▶ [À FAIRE]
A. Répondez à ces questions à partir du texte sur la réflexion sur soi-même :
(i) À qui le texte attribue-t-il la phrase « Ce que tu es parle si fort que je n’entends pas ce que tu dis. » ?
(ii) Quelle formule de Socrate le texte cite-t-il ?
(iii) Combien d’histoires le texte annonce-t-il ?
B. Relevez toutes les phrases citées entre guillemets dans le texte sur la réflexion sur soi-même.

▶ [TEXTE SOURCE]
Deux histoires pour réfléchir sur nous-même
« C’est c’ui qui dit qui y est ! »
Parole d’enfant
« Ce que tu es parle si fort que je n’entends pas ce que tu dis. »
Ralf Waldo Emerson
Indéniablement, à chaque fois que nous prenons conscience – dans notre relation aux autres – de nos préjugés et de nos fausses certitudes, à chaque fois que – faisant preuve d’humilité – nous renonçons à nos opinions sur les autres, au profit de la vision des choses telles qu’elles sont, nous progressons vers plus d’équilibre et d’équanimité.
Dans ces moments, nous nous retrouvons bousculés par une intense remise en cause de nous-même qui nous permet de nous ouvrir à nos propres films, en découvrant que bien souvent nous croyons savoir de l’autre, nous prétendons savoir de nous-même, quand en vérité nous ne savons rien.
La formule de Socrate « Je ne sais qu’une chose, c’est que je ne sais rien » est précieuse parce que – si nous la mettons en pratique – elle nous aide à nous démasquer nous-même. A chaque fois que nous renonçons à nos prétentions au profit de notre goût pour la vérité, à chaque fois que nous nous laissons dépouiller de nous-même, en renonçant à nos particularismes, à nos identités étroites, nous nous allégeons de nous-même, en même temps que nous nous ouvrons à une plus grande détente.
Voici deux histoires qui vous permettront peut-être de vous agrandir à partir de votre réflexion sur vous-même, en prenant conscience de la relativité de vos opinions sur les choses et les êtres.
La première[1] veut nous montrer que ce que nous croyons évaluer objectivement et de bonne foi est le plus souvent l’expression de la conséquence de ce que nous portons inconsciemment en nous-même.

▶ [DONNÉES]
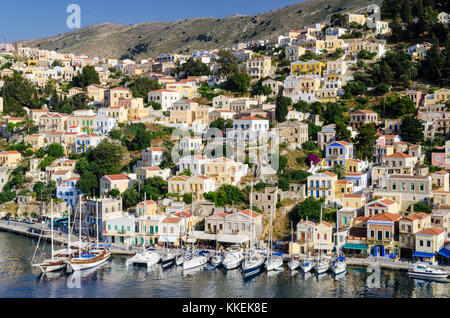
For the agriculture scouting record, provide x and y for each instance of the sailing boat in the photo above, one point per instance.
(322, 266)
(233, 257)
(340, 265)
(58, 259)
(254, 262)
(274, 262)
(218, 257)
(293, 263)
(184, 255)
(168, 258)
(88, 259)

▶ [RÉPONSES]
A.
(i) À Ralf Waldo Emerson.
(ii) « Je ne sais qu’une chose, c’est que je ne sais rien ».
(iii) Deux histoires.

B.
- « C’est c’ui qui dit qui y est ! »
- « Ce que tu es parle si fort que je n’entends pas ce que tu dis. »
- « Je ne sais qu’une chose, c’est que je ne sais rien »